● **EXCERPT TO READ**
# # # # #

Civil Rights for private data could be a thing.

------
AndrewKemendo
_The nation was based on the notion that property ownership gives individuals
a stake in the system._

The conclusion that you have a "stake in the system" if you are a property
owner is 180 degrees backward and that is apparent in his own logic.

If you don't physically own something you are using, like in his examples of
music, or books, then you are relying on "the system" to ensure it will be
there and are heavily bought in. Such a reliance is not necessary if you own
it outright.

Consider that, if you want to ensure without question that you won't lose
access to something, then you buy it outright. How this contradiction isn't
clear is baffling.

Owning something removes you from the group/system that could support it. For
example, shared real estate vs owned real estate. If I own a piece of land
that I live on, I can do whatever I want on it and there is nobody to tell me
I can't and I don't have to consider anyone else. If I instead share ownership
of the land I live on, then I have to take consideration for the others on the
property.

# # # # #

● **DATA SUPPLIED**
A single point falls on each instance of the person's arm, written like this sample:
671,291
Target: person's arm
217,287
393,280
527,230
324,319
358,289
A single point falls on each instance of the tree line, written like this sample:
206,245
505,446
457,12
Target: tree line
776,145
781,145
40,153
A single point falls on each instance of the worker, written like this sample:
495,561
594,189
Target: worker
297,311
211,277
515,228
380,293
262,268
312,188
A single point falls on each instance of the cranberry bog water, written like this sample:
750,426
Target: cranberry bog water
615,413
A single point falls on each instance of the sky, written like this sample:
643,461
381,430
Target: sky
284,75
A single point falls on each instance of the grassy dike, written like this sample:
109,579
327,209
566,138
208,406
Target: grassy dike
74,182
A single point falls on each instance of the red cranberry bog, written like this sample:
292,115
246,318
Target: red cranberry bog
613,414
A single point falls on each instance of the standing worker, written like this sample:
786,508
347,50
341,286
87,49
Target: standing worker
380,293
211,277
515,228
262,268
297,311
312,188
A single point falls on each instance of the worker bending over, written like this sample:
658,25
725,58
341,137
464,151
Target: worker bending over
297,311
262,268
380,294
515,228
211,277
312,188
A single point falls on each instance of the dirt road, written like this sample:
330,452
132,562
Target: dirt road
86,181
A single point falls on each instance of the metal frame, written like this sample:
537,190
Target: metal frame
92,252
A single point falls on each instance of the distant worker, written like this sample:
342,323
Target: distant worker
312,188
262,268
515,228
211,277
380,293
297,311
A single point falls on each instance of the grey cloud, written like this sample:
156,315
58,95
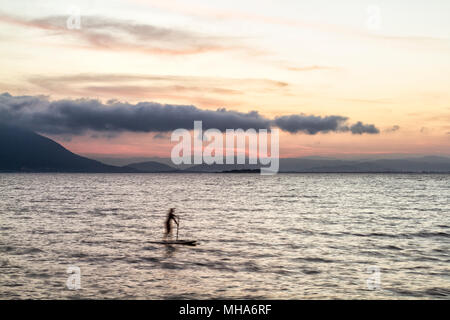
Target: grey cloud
75,117
392,129
360,128
309,124
108,33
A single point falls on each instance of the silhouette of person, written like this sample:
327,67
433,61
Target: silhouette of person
170,216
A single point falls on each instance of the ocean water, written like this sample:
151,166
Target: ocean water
289,236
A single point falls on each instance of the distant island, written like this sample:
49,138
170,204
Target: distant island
22,150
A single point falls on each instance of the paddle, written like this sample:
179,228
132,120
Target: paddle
178,224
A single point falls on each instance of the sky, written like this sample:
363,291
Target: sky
114,77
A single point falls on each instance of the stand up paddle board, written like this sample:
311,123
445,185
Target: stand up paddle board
181,242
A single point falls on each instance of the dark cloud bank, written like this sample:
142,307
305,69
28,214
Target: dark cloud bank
74,117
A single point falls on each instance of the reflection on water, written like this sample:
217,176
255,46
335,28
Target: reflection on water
290,236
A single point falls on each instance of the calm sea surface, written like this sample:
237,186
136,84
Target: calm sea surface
289,236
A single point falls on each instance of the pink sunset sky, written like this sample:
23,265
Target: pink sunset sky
381,63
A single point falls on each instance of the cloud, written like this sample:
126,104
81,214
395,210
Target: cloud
360,128
309,124
75,117
314,124
106,33
392,129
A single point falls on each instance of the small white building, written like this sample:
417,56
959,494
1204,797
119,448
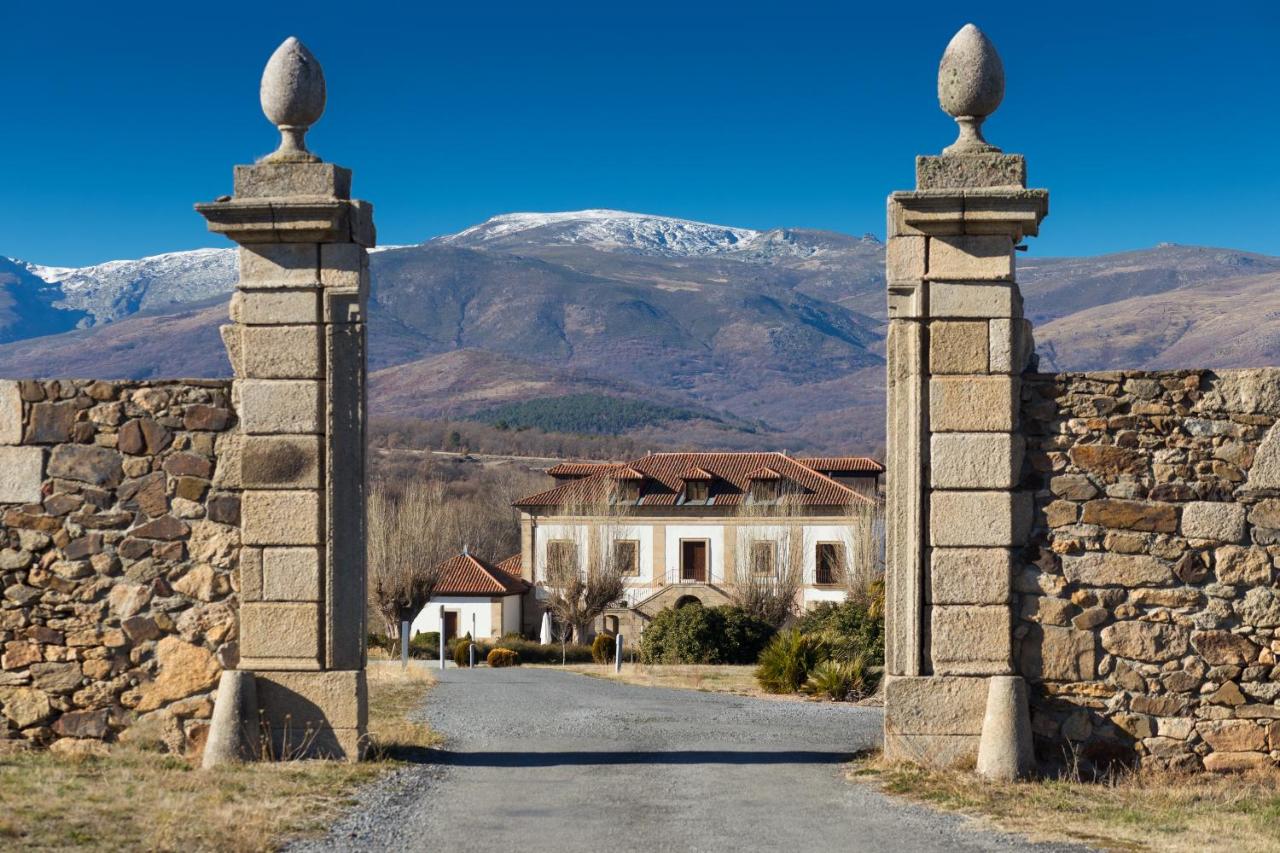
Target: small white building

# # # # #

● **TASK REQUIREMENTS**
a: Pull out the part of the thread on property ownership starting with "If you don't" and going on through "clear is baffling.", copied word for word.
b: Write what comes next in the thread on property ownership, picking up right after its last sentence.
The records aren't needed for any of this.

● **RESULTS FOR THE EXERCISE**
a:
If you don't physically own something you are using, like in his examples of
music, or books, then you are relying on "the system" to ensure it will be
there and are heavily bought in. Such a reliance is not necessary if you own
it outright.

Consider that, if you want to ensure without question that you won't lose
access to something, then you buy it outright. How this contradiction isn't
clear is baffling.

b:
I think if there is a complaint here, it should be that there is a power
imbalance between leasees and owners in today's world. As a user of spotify,
uber etc... you're beholden to the owners of the content and platform to allow
your paid access to it, which they can revoke at any time for any reason, with
little recourse from the user.

That is actually what America was built on and is simply an extension of
hundreds of years of rent seeking. We should be moving to more intentional
distributed ownership (I'm not invoking blockchain here) of capital and
property. Not, simply becoming renters to the capital class.

------
daxfohl
This seems to be the antithesis of the lesson taught in Rich Dad Poor Dad.
Stuff is a liability. Even in "owning" it you're still beholden to it. You
have to maintain it, store it, protect it, make sure nobody injures themselves
with it and sues you. You don't own it, it owns you. Rental, in many areas, is
an improvement. Own the couple things that matter to you, rent the rest.

Perhaps it's not so much that Americans own less stuff, but rather the supply
of stuff has grown so much that we became overwhelmed with too much ownership
and have resorted to rents on more and more of those items by percentage.

Cellphones are an interesting side point, as they don't fully fit into either
classification (own or rent). They kind of take on the worst of both. In fact,
perhaps there's a market for a phone that's more purely "rent". Given the
state of technology and the speed of change, I don't know if there's any real
market for a purely "own" phone, unless it's like an ultra-secure dumb phone,
in which case yeah there's probably a market for that too.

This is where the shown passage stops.